(TASK DESCRIPTION): Please restate the lines shown below exactly, every one of them.

(MATERIAL SUPPLIED):
════════════════
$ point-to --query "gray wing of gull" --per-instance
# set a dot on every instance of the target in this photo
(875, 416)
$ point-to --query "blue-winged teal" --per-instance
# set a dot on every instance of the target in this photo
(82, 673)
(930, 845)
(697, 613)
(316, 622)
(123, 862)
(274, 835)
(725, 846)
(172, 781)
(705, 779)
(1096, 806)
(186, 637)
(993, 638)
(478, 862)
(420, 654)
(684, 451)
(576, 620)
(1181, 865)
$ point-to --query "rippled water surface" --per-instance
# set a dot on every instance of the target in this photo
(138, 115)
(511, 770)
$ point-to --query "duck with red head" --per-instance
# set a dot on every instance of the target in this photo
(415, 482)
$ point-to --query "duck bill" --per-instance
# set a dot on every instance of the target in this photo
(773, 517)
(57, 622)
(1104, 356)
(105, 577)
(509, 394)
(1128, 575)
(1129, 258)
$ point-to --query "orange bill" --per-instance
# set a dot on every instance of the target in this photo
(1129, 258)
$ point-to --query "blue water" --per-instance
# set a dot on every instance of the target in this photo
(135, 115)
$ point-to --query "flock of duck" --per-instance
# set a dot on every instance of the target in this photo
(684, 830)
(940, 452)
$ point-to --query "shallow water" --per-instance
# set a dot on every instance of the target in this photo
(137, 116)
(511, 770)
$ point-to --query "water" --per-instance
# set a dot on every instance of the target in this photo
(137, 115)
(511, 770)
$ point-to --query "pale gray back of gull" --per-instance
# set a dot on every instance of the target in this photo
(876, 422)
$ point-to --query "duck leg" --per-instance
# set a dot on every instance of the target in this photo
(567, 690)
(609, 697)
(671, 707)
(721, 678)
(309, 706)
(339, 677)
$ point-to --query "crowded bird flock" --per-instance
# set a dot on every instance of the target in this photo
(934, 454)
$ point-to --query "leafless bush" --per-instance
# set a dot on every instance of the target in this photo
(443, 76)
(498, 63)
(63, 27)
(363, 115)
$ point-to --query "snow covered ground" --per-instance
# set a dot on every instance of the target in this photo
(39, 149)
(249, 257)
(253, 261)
════════════════
(ANSWER BOX):
$ point-to --query "gray wing of gull" --per-instance
# set a dot on every instance of the target in this photo
(875, 416)
$ point-to --query "blue-winged teal" --per-instance
# set a dot on every instance of the target in this photo
(82, 673)
(930, 845)
(697, 613)
(316, 622)
(123, 862)
(274, 835)
(725, 846)
(172, 781)
(705, 779)
(1096, 806)
(186, 637)
(993, 638)
(478, 862)
(420, 654)
(684, 451)
(576, 620)
(1181, 865)
$ point-to --query "rippled water surface" --per-instance
# set a dot on every instance of the target in this photo
(138, 115)
(511, 770)
$ point-to --query "duck with red head" --per-instance
# set a dot on every instance of the target in this photo
(415, 482)
$ point-to --query "duck bill" --per-instance
# set a dot on every instance of the target in this photo
(773, 517)
(57, 622)
(1104, 356)
(105, 577)
(509, 394)
(1128, 575)
(1129, 258)
$ point-to --query "orange bill" --per-instance
# set a dot on every instance of the target in this photo
(1129, 258)
$ point-to --query "blue water" --per-instance
# set a dot on every instance of the target in this photo
(135, 115)
$ point-to --query "flock of duck" --per-instance
# set a dot on every instance of the target in this photo
(684, 830)
(940, 452)
$ point-to --query "shallow water" --per-instance
# set a dot on every instance of the target in this photo
(137, 116)
(511, 770)
$ point-to --query "water" --per-instance
# set a dot on every instance of the target in this photo
(137, 115)
(511, 770)
$ point-to --query "pale gray back of gull" --per-instance
# set a dot on every instance of the target in this photo
(876, 422)
$ point-to --query "duck leg" --per-instance
# set a dot on every instance of the target in this photo
(567, 690)
(609, 697)
(671, 707)
(721, 678)
(309, 706)
(339, 677)
$ point-to --query "crowded bird flock" --per-instance
# set a dot on every instance of the target in this photo
(934, 454)
$ point-to --query "leafless bush" --per-instance
# set a dot on every instance of the target in this photo
(443, 76)
(498, 63)
(63, 27)
(363, 115)
$ point-to --query "snow covered ground" --per-instance
# set a dot on every instance of the target in this photo
(39, 149)
(249, 257)
(253, 261)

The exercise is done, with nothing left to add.